▶ **Text segment**:
[Start of Attachment]
- Directed by: Max W. Kimmich
- Written by: Franz Baumann; Toni Huppertz; Max W. Kimmich;
- Starring: Anna Dammann; René Deltgen; Paul Wegener;
- Cinematography: Richard Angst
- Edited by: Willy Zeyn
- Music by: Alois Melichar
- Production company: Tobis Film
- Distributed by: Tobis Film
- Release date: 17 February 1941;
- Running time: 90 minutes
- Country: Germany
- Language: German

= My Life for Ireland =

Nazi propaganda film set in Ireland

My Life for Ireland (Mein Leben für Irland) is a 1941 Nazi German anti-British propaganda drama film produced in World War II. Directed by Max W. Kimmich, it tells a story of an Irish nationalist family and their involvement in the Irish struggle of independence over two generations. The film's sets were designed by the art directors Wilhelm Depenau and Otto Erdmann.

== Plot ==
The film covers the story of two generations of an Irish nationalist family; starting with Michael O'Brien (Werner Hinz) and following with his son, also Michael (Will Quadflieg), eighteen years later in 1921.

The film commences in Dublin in 1903. A squad of police officers break into a thatched hovel and evict the family, throwing a young child to the floor. However they are ambushed by a group of Irish nationalists and a long gun fight ensues. Michael O'Brien is captured and is sentenced to death. While he is in prison, his pregnant fiancée Maeve visits him and they are secretly married. Afterwards, Michael hands his wife a silver cross that will always be worn by the best Irish freedom fighter. On the cross, the words My life for Ireland are engraved.
[End of Attachment]
▶ **Dataset section**:
[Start of Attachment]
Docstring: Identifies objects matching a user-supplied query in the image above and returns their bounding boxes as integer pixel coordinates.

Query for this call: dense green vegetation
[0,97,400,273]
[End of Attachment]
▶ **Work instruction 1**:
In the article on My Life for Ireland, update the passage between "Nazi propaganda film" and "later in 1921.", inclusive, replacing "art directors" with "set designers".
▶ **Work instruction 2**:
Answer these questions about the article on My Life for Ireland:
(a) Who handled the film's cinematography?
(b) In which city and year does the film open?
(c) What words are engraved on the silver cross?
The listing has no role in any task.

▶ **Result 1**:
Nazi propaganda film set in Ireland

My Life for Ireland (Mein Leben für Irland) is a 1941 Nazi German anti-British propaganda drama film produced in World War II. Directed by Max W. Kimmich, it tells a story of an Irish nationalist family and their involvement in the Irish struggle of independence over two generations. The film's sets were designed by the set designers Wilhelm Depenau and Otto Erdmann.

== Plot ==
The film covers the story of two generations of an Irish nationalist family; starting with Michael O'Brien (Werner Hinz) and following with his son, also Michael (Will Quadflieg), eighteen years later in 1921.

▶ **Result 2**:
(a) Richard Angst
(b) Dublin, 1903
(c) My life for Ireland